──────── Raw data
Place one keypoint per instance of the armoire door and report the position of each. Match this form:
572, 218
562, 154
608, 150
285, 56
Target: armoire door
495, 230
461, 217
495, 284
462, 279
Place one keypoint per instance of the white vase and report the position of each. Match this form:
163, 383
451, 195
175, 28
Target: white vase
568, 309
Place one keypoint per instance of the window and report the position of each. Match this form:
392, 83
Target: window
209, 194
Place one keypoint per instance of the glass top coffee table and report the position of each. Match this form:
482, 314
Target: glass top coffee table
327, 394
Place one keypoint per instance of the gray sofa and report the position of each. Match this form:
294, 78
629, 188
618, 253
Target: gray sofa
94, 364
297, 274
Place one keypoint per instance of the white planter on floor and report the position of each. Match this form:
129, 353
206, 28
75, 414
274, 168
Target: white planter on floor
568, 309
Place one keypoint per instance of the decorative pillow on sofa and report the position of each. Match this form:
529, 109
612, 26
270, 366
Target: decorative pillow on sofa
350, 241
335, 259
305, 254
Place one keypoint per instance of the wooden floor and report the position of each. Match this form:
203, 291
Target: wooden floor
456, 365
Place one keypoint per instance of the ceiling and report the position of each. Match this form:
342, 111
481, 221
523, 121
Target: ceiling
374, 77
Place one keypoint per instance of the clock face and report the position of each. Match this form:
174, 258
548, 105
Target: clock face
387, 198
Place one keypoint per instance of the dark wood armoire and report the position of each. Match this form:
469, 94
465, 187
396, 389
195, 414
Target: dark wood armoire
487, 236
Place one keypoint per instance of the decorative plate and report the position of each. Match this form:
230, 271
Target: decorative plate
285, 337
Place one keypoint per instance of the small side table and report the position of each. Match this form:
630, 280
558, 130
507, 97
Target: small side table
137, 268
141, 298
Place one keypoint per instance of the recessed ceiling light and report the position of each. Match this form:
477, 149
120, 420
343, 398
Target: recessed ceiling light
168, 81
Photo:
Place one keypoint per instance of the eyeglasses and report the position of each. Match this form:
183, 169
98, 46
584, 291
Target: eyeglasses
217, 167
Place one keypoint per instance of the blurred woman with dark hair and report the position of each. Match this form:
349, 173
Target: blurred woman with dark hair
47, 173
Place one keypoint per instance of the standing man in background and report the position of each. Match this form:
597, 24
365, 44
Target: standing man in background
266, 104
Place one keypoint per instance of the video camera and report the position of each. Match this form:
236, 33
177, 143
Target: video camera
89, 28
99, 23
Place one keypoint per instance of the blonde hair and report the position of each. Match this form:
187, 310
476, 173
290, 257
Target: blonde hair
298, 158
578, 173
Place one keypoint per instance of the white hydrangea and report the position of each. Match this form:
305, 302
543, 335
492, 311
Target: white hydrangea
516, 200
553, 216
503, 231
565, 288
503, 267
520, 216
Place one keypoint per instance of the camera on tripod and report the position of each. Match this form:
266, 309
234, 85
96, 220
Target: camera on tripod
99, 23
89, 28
────────────────
Exercise goal: Add 75 to every coordinate in the answers of the entries, starting at the line containing "Place one keypoint per instance of the blurred" and ending at the last entry. Write out all of those lines again with the requests included, and leave the sample coordinates in the requests unchanged.

Answer to the task:
Place one keypoint per instance of the blurred woman with dark hair and report the position of each. Match this form:
349, 173
Target: blurred woman with dark hair
122, 248
Place one keypoint per instance of the standing man in background and report the position of each. Match this form:
597, 24
365, 44
Target: standing man in background
341, 179
Place one keypoint per instance of the video camera and report the position of each. Match this form:
236, 33
177, 143
Target: video camera
164, 103
174, 98
Place one keypoint per instance of the blonde hair and report the position of each. Match this form:
187, 310
476, 173
290, 257
Target: blonde hair
373, 233
653, 248
Place one keypoint per instance of the white hydrangea and report the position of each. Match this form:
305, 302
543, 335
492, 311
Target: white hydrangea
591, 275
628, 291
578, 306
640, 363
578, 342
595, 291
Place one keypoint per instance of the camera on tripod and report the position of each. Match this form:
266, 309
234, 85
96, 220
Target: camera on tripod
174, 98
164, 103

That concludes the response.